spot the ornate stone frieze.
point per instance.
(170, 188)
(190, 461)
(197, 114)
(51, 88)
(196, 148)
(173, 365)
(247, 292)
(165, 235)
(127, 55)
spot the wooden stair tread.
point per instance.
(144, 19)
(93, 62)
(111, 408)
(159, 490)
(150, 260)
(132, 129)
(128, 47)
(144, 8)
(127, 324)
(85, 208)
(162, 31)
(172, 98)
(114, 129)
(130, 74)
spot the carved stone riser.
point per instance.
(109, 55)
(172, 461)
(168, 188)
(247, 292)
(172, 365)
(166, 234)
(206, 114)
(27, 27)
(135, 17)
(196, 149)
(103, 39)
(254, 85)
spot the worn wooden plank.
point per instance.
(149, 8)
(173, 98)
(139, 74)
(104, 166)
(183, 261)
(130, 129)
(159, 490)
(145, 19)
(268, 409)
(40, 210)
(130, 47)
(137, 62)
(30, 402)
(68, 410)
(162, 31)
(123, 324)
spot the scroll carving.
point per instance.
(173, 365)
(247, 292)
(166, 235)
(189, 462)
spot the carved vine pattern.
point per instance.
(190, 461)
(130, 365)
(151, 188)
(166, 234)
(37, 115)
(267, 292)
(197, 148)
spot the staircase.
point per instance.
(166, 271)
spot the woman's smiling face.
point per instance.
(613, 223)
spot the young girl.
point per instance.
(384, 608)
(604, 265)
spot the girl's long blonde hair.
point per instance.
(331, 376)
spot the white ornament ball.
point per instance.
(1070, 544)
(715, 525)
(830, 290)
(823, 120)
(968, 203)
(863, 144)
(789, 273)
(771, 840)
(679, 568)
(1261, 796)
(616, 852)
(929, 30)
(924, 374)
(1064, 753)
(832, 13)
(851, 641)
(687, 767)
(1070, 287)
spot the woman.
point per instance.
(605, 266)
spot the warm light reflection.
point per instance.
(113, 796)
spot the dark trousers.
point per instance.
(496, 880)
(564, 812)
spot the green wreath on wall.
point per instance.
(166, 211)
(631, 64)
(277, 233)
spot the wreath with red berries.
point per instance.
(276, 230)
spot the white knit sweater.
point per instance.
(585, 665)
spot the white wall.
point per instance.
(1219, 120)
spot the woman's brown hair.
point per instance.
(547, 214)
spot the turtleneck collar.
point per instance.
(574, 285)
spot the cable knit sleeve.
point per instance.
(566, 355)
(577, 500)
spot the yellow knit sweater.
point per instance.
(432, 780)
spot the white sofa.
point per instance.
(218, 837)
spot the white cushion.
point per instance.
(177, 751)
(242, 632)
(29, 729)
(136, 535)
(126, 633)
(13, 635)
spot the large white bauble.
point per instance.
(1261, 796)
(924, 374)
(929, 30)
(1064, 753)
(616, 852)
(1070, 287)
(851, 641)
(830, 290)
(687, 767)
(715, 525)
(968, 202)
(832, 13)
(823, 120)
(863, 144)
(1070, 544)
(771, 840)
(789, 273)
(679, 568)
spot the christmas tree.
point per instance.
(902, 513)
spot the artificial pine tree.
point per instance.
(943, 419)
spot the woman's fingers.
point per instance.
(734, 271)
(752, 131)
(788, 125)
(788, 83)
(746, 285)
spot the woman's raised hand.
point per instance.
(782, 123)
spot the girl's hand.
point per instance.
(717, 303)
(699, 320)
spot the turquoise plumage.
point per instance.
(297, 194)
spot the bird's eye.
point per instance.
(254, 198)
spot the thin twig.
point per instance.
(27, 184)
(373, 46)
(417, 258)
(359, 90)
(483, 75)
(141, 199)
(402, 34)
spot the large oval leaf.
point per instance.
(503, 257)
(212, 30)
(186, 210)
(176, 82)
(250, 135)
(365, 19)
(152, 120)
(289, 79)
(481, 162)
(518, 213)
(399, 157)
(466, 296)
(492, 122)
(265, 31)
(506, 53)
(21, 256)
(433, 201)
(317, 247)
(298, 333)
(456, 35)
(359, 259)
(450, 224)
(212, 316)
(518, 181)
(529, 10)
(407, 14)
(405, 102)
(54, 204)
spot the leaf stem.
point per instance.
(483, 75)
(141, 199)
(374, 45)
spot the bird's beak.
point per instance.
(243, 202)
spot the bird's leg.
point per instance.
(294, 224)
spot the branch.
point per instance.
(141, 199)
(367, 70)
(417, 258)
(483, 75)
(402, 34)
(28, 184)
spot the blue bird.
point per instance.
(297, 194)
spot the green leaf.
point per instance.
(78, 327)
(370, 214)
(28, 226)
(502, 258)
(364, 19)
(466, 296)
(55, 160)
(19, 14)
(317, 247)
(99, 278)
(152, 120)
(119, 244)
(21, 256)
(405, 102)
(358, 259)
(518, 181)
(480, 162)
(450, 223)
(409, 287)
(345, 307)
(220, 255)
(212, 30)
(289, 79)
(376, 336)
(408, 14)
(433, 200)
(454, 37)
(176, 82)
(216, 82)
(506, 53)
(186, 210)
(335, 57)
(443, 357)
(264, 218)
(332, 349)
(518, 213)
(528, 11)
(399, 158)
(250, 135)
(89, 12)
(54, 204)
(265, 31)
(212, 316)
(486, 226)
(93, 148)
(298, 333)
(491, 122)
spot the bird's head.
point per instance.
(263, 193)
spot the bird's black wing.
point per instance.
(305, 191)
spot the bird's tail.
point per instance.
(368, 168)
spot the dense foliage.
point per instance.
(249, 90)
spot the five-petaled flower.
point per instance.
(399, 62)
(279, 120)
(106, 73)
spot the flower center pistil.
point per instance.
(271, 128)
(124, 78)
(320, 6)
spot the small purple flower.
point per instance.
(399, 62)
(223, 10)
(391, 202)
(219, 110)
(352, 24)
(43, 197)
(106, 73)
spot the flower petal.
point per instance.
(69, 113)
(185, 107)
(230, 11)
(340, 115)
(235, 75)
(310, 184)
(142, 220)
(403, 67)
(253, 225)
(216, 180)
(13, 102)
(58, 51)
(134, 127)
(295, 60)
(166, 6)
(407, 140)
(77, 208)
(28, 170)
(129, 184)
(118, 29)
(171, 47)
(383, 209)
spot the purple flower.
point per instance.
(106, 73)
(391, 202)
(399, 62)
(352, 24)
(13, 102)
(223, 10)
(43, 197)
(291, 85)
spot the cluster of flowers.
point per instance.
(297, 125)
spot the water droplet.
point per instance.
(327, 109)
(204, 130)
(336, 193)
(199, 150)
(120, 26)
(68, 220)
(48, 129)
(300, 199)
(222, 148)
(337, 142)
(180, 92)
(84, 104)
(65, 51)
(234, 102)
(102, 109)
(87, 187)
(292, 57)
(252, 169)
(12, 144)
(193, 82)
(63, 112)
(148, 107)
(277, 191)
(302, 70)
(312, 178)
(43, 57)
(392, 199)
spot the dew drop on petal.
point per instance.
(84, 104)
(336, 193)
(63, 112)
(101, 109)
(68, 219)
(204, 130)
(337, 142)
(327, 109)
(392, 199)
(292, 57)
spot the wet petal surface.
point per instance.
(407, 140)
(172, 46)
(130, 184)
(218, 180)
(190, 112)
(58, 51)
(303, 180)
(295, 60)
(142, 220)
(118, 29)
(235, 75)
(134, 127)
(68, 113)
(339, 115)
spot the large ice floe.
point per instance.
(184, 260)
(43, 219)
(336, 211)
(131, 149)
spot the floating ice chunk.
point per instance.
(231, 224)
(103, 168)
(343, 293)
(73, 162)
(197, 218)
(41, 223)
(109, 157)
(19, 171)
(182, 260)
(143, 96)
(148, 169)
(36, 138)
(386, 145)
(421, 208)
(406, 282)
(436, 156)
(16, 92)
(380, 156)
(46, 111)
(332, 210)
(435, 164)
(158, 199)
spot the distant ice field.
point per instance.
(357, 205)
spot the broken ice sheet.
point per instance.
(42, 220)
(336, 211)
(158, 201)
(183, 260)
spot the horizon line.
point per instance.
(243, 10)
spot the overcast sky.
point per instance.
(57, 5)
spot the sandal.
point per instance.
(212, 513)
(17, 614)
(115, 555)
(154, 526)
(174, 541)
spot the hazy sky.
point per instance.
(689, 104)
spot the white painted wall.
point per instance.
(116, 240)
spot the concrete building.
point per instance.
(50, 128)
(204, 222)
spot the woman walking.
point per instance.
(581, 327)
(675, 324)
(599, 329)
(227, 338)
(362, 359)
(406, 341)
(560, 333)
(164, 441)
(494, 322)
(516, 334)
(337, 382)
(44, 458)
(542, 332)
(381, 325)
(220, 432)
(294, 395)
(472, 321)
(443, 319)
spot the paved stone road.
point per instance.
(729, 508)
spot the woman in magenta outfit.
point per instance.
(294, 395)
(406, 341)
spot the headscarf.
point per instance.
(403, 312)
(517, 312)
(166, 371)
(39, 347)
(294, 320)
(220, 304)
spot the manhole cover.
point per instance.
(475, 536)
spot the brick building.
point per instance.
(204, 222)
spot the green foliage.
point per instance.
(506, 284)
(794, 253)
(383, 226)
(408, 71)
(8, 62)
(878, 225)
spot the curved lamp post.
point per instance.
====
▶ **WHAT YOU SHOULD DO**
Edit the entries starting at the line containing "spot the paved stone road." and ending at the last of the entries, replacing "manhole cover" with "drain cover" and leaving everything else unchanged. Give back only those lines.

▶ **ANSWER TO THIS PROBLEM**
spot the paved stone road.
point per instance.
(729, 508)
spot the woman in magenta outfit.
point per instance.
(294, 395)
(406, 341)
spot the headscarf.
point per instance.
(403, 312)
(517, 312)
(166, 371)
(39, 347)
(294, 320)
(220, 304)
spot the drain cover.
point per instance.
(475, 536)
spot the brick building.
point per instance.
(204, 222)
spot the green foliage.
point per instance.
(506, 284)
(794, 253)
(383, 226)
(408, 71)
(8, 62)
(878, 225)
spot the curved lamp post.
point per instance.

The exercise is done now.